= Directions for this task =
Copy each of the following items word for word.

....................

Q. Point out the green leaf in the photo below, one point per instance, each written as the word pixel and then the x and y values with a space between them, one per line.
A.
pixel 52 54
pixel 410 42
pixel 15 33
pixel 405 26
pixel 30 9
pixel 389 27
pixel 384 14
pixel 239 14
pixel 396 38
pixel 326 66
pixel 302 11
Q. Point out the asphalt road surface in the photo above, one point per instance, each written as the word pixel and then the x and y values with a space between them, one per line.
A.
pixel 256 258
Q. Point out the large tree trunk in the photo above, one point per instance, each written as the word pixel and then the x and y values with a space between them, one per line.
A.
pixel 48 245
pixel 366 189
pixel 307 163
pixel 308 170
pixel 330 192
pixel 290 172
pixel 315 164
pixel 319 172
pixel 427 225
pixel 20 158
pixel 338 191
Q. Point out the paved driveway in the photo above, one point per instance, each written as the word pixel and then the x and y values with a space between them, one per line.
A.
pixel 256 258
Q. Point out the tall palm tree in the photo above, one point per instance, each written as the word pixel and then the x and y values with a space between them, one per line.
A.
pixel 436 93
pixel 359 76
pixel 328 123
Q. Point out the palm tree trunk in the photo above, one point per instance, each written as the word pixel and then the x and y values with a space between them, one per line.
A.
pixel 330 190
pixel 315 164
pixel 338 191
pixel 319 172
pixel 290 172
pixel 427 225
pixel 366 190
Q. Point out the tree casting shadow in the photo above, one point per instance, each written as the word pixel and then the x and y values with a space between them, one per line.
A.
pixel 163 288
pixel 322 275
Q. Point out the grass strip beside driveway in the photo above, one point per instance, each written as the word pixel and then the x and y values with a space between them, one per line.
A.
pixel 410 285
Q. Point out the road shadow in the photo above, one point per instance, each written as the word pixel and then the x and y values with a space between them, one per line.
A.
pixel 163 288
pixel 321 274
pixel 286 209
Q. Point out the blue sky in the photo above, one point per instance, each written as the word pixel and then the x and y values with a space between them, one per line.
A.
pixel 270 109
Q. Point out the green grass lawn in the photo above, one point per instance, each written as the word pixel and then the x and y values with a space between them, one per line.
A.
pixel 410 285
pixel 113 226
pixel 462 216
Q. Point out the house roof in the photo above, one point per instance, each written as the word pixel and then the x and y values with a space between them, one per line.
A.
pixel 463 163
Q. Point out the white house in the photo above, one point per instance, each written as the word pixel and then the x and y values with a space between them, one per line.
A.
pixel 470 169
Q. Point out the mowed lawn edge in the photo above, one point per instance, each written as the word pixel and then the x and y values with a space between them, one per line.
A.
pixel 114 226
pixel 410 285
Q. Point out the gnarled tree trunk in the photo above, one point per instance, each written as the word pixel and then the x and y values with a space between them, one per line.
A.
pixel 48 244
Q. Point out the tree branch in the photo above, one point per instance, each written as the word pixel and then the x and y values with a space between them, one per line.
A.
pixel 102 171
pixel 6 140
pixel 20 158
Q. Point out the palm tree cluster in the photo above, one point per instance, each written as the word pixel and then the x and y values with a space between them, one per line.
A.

....................

= Exercise result =
Q. Point out the green leaf in the photo below, one point per instance, each written as the word pixel and then the x and y values with a space between them, one per line.
A.
pixel 52 54
pixel 410 42
pixel 15 33
pixel 405 26
pixel 30 9
pixel 389 27
pixel 384 14
pixel 239 14
pixel 396 38
pixel 326 66
pixel 302 11
Q. Point out the asphalt road surface in the photo above, one point per instance, each written as the word pixel and then the x and y values with a space between them, one per line.
A.
pixel 256 258
Q. Point out the large tree trunk in the photo above, one point per instance, each written as the word pixel and then the x and y values with a space between them, one per line.
A.
pixel 48 245
pixel 366 189
pixel 307 163
pixel 308 170
pixel 330 192
pixel 290 172
pixel 315 164
pixel 319 172
pixel 427 225
pixel 20 158
pixel 338 191
Q. Point out the paved driveway in the photo above, one point per instance, each written as the word pixel and then the x and y values with a space between them, one per line.
A.
pixel 256 258
Q. Point out the tall palm tree in the photo above, one point per instance, each written as the word pixel and then the x and y values with a space between them, one per line.
A.
pixel 436 93
pixel 359 76
pixel 328 123
Q. Point out the palm tree trunk in the photo above, one point per instance, each written as the word pixel and then the x and y values with a space between them, one per line.
A.
pixel 330 190
pixel 315 164
pixel 338 191
pixel 319 172
pixel 290 172
pixel 427 225
pixel 366 190
Q. Point out the tree casting shadow in the photo above, one point per instance, each written as the word pixel and then the x and y values with a space between them, one per line.
A.
pixel 163 288
pixel 322 275
Q. Point out the grass strip beside driveway in the photo above, one point per instance, each written as the word pixel and then the x and y values with a space between them, one per line.
A.
pixel 410 285
Q. Point out the road shadow in the photo above, one point per instance, each written as the word pixel and then the x and y values with a space between them, one per line.
A.
pixel 163 288
pixel 321 274
pixel 286 209
Q. Point out the blue sky in the photo above, one point per instance, each written as the word pixel and then the x and y values with a space between them, one per line.
A.
pixel 270 109
Q. Point out the green grass lawn in the photo above, one point per instance, each written as the word pixel and then the x and y values with a space between them, one per line.
A.
pixel 410 285
pixel 113 226
pixel 462 216
Q. Point out the house roof in the photo above, one point per instance, each written as the word pixel and then the x and y values with a space between them, one per line.
A.
pixel 463 163
Q. Point out the white house in the photo above, one point per instance, each written as the word pixel and then the x and y values with a space between them, one per line.
A.
pixel 470 169
Q. Point out the mowed lawn edge in the photo above, one point per instance, each written as the word pixel and then the x and y values with a space between them, one per line.
A.
pixel 114 226
pixel 410 285
Q. Point out the gnarled tree trunk in the photo above, one point per instance, each written as the word pixel and then the x and y values with a space between them, one per line.
A.
pixel 48 244
Q. Point out the tree branch in the photo above, one point per instance, each written as the word pixel and then the x and y values with a space between them, one per line.
A.
pixel 102 171
pixel 6 140
pixel 20 158
Q. Point out the palm tree cluster in the photo above, one point per instance, each written as the word pixel and then the x and y values with a space between them, one per line.
A.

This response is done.